**EXERCISE PROMPT**
Return every line of text in the entries below word for word, leaving out the pictures.

[START PROVIDED RECORDS]

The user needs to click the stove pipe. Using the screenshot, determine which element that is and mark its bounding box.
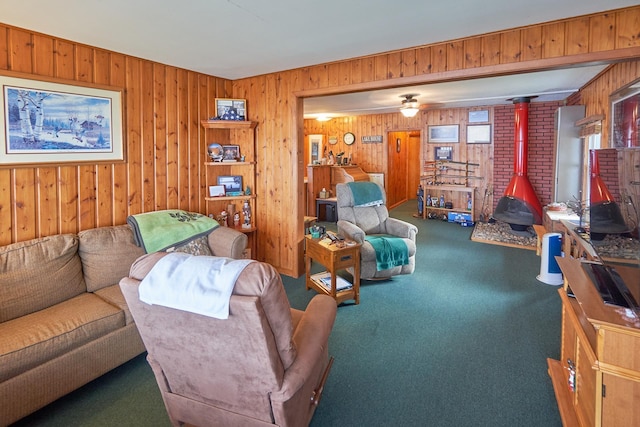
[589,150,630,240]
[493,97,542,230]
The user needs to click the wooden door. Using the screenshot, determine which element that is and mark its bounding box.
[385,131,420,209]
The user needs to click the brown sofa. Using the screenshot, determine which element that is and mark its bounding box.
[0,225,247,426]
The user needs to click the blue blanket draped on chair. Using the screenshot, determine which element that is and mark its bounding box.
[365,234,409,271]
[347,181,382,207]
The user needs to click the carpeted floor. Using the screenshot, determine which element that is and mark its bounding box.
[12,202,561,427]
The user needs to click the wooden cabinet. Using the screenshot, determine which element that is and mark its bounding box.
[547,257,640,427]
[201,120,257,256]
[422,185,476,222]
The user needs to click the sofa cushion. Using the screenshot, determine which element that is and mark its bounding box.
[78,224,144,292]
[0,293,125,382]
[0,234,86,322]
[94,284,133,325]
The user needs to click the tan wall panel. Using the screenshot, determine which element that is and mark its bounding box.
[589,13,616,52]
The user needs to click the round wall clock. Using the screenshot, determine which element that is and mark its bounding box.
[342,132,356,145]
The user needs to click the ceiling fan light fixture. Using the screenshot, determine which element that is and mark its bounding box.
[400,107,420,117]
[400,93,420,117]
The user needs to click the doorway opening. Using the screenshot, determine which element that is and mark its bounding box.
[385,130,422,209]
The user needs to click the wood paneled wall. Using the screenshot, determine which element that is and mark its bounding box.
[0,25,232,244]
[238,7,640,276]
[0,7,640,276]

[END PROVIDED RECORDS]

**OUTPUT FOR THIS EXERCISE**
The user needs to click the stove pipe. Using the screenshot, determine which element that is and mark its bounding box.
[589,150,630,240]
[493,97,542,230]
The user needs to click the wooden door. Using the screenshot, determine which element that is and mark its bounding box.
[385,131,420,209]
The user needs to click the brown sofa. Using the screenshot, determine which element that is and mark its bounding box.
[0,225,247,426]
The user needs to click the blue blanket draped on chair. Using the screenshot, determine which element that is and mark its bounding box.
[365,234,409,271]
[347,181,382,207]
The user needs to click the carpeted floor. Using the screenshot, determine which element that is and mark its bounding box.
[12,202,561,427]
The user needs to click the wooden cabinet. Using the screenshot, determine which element that is and mark its bounding box.
[547,257,640,427]
[201,120,257,256]
[422,185,476,222]
The user needs to click the sofa cushion. Using the screenshot, determine which element that is and mark its bounding box.
[78,224,144,292]
[0,293,125,382]
[0,234,86,322]
[94,284,133,325]
The user needs to click the tan wall panel. Using the screenshot, determine which element that is and mark its bounding box.
[589,13,616,52]
The user needs to click the round wall clock. Using the screenshot, determine which element that is and mark its bounding box.
[342,132,356,145]
The user needs to click the ceiling fan light fixture. Using the screenshot, determine which element that is and mark its bounding box.
[400,107,420,117]
[400,93,420,117]
The user needs to click the doorway opening. Using the screenshot, determine which element that is and mark its bounding box.
[385,130,422,209]
The user needs to click the wood paneled wall. Using the screenshot, determine which element that is and mark its bounding box.
[0,25,232,244]
[238,7,640,276]
[0,7,640,276]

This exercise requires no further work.